*** Block opens ***
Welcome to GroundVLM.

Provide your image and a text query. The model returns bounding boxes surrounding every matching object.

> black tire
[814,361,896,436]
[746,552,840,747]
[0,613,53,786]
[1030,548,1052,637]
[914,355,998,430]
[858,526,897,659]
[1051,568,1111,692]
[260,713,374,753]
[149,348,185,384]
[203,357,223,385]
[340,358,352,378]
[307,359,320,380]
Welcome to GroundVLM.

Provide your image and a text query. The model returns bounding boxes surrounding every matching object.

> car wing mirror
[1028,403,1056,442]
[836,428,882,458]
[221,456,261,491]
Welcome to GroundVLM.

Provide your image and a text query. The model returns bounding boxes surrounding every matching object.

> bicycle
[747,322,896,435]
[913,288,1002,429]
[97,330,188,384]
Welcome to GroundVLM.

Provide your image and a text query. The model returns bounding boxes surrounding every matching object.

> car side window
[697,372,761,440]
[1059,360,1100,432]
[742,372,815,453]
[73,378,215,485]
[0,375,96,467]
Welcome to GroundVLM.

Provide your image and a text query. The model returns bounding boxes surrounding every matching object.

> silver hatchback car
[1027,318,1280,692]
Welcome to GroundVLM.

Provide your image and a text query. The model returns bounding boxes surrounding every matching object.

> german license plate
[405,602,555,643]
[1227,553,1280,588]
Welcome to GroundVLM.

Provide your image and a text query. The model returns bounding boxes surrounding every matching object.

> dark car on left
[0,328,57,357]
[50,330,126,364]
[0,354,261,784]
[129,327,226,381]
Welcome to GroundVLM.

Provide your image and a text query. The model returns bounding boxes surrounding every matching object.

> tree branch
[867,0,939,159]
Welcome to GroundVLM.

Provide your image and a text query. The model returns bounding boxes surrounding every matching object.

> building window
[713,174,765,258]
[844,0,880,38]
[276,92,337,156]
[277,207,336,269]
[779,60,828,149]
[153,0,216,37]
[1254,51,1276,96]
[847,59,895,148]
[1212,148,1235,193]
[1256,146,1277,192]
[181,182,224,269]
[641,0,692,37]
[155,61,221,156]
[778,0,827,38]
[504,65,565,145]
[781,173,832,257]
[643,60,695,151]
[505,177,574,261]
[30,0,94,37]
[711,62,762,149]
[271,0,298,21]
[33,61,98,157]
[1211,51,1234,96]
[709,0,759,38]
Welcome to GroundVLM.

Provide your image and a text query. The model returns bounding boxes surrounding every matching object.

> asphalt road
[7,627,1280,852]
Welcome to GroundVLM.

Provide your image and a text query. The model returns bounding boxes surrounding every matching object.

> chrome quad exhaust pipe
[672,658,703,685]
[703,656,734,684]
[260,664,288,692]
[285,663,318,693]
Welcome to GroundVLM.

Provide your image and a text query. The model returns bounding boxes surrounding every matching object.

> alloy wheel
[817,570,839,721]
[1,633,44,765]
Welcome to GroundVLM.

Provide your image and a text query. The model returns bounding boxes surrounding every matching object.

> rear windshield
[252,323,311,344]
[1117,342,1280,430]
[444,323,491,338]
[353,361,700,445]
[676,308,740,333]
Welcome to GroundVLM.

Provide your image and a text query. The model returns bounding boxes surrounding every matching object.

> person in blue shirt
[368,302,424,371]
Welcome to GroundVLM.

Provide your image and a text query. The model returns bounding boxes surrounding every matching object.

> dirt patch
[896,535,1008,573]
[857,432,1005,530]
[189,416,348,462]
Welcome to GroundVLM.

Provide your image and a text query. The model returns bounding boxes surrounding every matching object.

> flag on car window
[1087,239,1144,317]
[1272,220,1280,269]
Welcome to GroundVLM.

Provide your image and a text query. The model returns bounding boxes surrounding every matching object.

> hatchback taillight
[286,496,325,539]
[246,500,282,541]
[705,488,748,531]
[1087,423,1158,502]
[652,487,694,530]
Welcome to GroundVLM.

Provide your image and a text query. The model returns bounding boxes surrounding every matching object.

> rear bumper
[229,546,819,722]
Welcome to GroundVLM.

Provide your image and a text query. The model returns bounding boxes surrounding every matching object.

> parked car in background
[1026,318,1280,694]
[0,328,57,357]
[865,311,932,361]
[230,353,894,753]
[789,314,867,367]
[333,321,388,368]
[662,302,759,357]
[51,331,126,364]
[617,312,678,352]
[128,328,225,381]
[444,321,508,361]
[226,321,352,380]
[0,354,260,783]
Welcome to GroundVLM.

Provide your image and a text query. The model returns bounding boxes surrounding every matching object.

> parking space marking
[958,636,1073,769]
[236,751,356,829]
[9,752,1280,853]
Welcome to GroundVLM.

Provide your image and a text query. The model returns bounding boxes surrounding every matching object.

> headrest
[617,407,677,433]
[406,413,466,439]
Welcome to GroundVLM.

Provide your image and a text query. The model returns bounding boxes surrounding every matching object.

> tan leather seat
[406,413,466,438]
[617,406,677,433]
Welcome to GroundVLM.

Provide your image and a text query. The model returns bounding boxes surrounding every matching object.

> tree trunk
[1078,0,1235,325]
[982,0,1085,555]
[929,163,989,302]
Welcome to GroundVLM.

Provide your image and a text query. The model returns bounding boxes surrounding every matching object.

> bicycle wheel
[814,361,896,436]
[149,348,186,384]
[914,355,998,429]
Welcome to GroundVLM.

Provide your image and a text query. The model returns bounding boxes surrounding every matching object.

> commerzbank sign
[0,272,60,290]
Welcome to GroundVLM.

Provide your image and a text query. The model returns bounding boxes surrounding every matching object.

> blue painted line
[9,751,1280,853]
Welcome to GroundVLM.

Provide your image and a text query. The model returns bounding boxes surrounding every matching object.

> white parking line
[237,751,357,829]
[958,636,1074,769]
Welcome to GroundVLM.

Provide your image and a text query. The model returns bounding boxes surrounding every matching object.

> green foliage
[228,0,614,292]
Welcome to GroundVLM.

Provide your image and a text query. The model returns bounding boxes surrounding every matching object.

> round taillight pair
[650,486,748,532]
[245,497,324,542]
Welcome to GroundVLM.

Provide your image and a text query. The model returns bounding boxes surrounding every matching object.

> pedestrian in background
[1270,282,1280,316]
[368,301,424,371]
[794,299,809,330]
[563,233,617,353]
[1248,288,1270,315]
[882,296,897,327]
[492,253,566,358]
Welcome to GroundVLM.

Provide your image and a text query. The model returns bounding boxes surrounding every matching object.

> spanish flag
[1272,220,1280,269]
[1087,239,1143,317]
*** Block closes ***
### Your goal
Word for word, repeat every record.

### Result
Welcome to GroundVLM.

Provide your image and a text query. The model returns bounding boxes surrounding every matching object.

> black tire
[814,361,896,436]
[746,552,840,747]
[0,613,53,786]
[1030,548,1052,637]
[914,355,998,430]
[858,526,897,659]
[1051,568,1111,692]
[260,713,374,753]
[149,348,185,384]
[203,357,223,385]
[340,358,352,378]
[307,359,320,380]
Welcome to GroundVLM.

Provide your image and a text query. The model returns bounding boxes surrounding every matching object.

> car wing mirror
[1028,403,1056,442]
[836,428,882,458]
[221,456,261,491]
Welcome to GroundVLM.

Provide your image and a text query. The model returns bounding boxes surrounding every matching object.

> bicycle
[747,322,896,435]
[913,288,1002,429]
[97,330,188,384]
Welcome to GroundVLM.

Provide your image and a text query. The model returns bounding boxes surrounding every matching object.

> car side window
[697,372,761,440]
[1059,360,1100,432]
[742,372,815,453]
[73,378,215,485]
[0,375,96,467]
Welcome to GroundVLM.

Provide your image and a text query. The model returns bounding boxes surrounding every matching object.

> silver hatchback car
[1027,318,1280,692]
Welcome to GroundVLM.

Provide your image and a text query. The model returns bounding boxes surrounding every matching object.

> german license plate
[405,602,555,643]
[1227,553,1280,588]
Welcome to GroundVLM.

Provide your image and a text query. The model returns bounding boxes surrounding every matching object.

> dark car on left
[0,328,57,357]
[50,330,126,364]
[0,354,261,784]
[129,327,226,381]
Welcome to GroundVLM.

Provide your image and a text query. The model returns bounding boxes surrounding every matching object.

> tree branch
[867,0,939,159]
Welcome to GroundVLM.

Provide your image and a text query. The model returns bounding boxes surrounding every matching object.

> building window
[713,174,765,258]
[844,0,880,38]
[276,92,337,156]
[277,207,336,269]
[779,60,828,149]
[153,0,216,37]
[1254,51,1276,96]
[847,59,895,148]
[1212,148,1235,193]
[1256,146,1277,192]
[181,182,224,269]
[641,0,692,37]
[155,61,221,156]
[778,0,827,38]
[504,65,565,145]
[781,173,832,257]
[643,60,695,151]
[505,177,574,261]
[30,0,94,37]
[711,62,762,149]
[271,0,298,21]
[33,61,98,157]
[1211,51,1234,96]
[709,0,759,38]
Welcome to GroundVLM.

Provide your image and a text query. The model returns bounding boxes surrounding every matching object.

> asphalt road
[7,627,1280,852]
Welcome to GroundVLM.

Provide your image and a text query. The model returns bounding boxes surrounding every matching object.

> chrome quad exhaust pipe
[672,658,703,685]
[703,656,734,684]
[260,664,288,692]
[285,663,318,693]
Welcome to GroundVLM.

Provide your image and a text query. The model returns bounding boxes surrounding every matching object.

> alloy wheel
[817,570,839,721]
[1,633,44,765]
Welcome to GroundVLM.

Provide your image and a text query. The model returns bounding boxes surrounding every matching object.

> rear windshield
[252,323,311,344]
[1117,342,1280,430]
[444,323,491,338]
[353,361,700,445]
[676,308,740,333]
Welcome to GroundVLM.

Provide your image and a text query. The model returns bounding boxes surrounding every matching object.

> person in blue shirt
[368,302,424,371]
Welcome to GroundVLM.

Provide your image and a text query. The model returns bounding boxes surrounding every matching object.

> dirt patch
[896,535,1008,573]
[857,432,1005,530]
[189,416,348,462]
Welcome to GroundVLM.

Provide your image and a text query. The model returns bounding boxes surrounding every matching object.

> flag on car window
[1087,239,1144,317]
[1272,220,1280,269]
Welcome to GroundVLM.

Provide your image and a text query. The model returns bounding boxes surrounding every matching object.

> hatchback taillight
[286,496,325,539]
[246,500,282,541]
[705,488,748,531]
[1087,423,1158,502]
[652,487,694,530]
Welcome to GroundVLM.

Provide your image and a text query. The model returns bounding boxes surrounding every matching object.

> rear bumper
[229,546,819,722]
Welcome to GroundVLM.

Provide your image and a text query. The model returns bounding boxes surrounding every matching object.

> parked car in background
[1026,318,1280,694]
[0,328,57,357]
[865,311,932,361]
[230,353,894,753]
[789,314,867,367]
[333,321,388,368]
[662,302,759,357]
[51,331,126,364]
[617,312,678,352]
[128,328,225,381]
[444,321,508,361]
[226,321,352,380]
[0,354,260,783]
Welcome to GroundVLM.

Provide your image and a text query. The model returns bounding boxes surrounding every matching object.

> parking space marking
[958,636,1073,769]
[236,751,356,829]
[9,752,1280,853]
Welcome to GroundVLM.

Provide your image and a text query. The model returns bounding boxes surrounding every matching object.

> headrest
[617,407,677,433]
[406,413,466,439]
Welcome to GroundVLM.

Provide your image and a text query. The model returns bounding boxes surrounding every matching object.

> tan leather seat
[406,413,466,438]
[617,406,677,433]
Welcome to GroundVLM.

Provide your image and a text query. The model returns bounding boxes surrounding every matching object.

> tree trunk
[1078,0,1235,325]
[982,0,1085,555]
[929,163,989,302]
Welcome to GroundVLM.

Provide your image and a text query. The model returns bounding boxes surrounding every matching object.

> bicycle wheel
[814,361,896,436]
[149,348,186,384]
[914,355,998,429]
Welcome to GroundVLM.

Provide your image and a text query. The model returns bounding boxes surrounding every matching object.

> commerzbank sign
[0,272,60,290]
Welcome to GroundVLM.

Provide your image and a text query. The model returns bounding boxes surrounding every matching object.

> blue painted line
[9,751,1280,853]
Welcome to GroundVLM.

Provide your image and a text query. The model returns bounding boxes surrounding every matching object.

> white parking line
[237,751,357,829]
[958,636,1074,769]
Welcome to GroundVLM.

Provide your image and a text query. The model returns bounding boxes surrounding every matching object.

> green foliage
[228,0,614,292]
Welcome to GroundVLM.

Provide your image and a text query. The model returns bounding boxes surrounding every matching object.

> round taillight pair
[650,486,748,532]
[245,497,324,542]
Welcome to GroundVLM.

Provide your image and a text query. The model returns bounding boxes surrounding every matching object.

> pedestrian in background
[1270,282,1280,316]
[368,301,424,371]
[794,299,809,330]
[563,233,617,353]
[1248,288,1270,315]
[882,296,897,327]
[492,253,566,358]
Welcome to GroundVLM.

Provide your image and a text query. The model returns bounding boxes surrounding every matching object.

> spanish flag
[1272,220,1280,269]
[1087,239,1143,317]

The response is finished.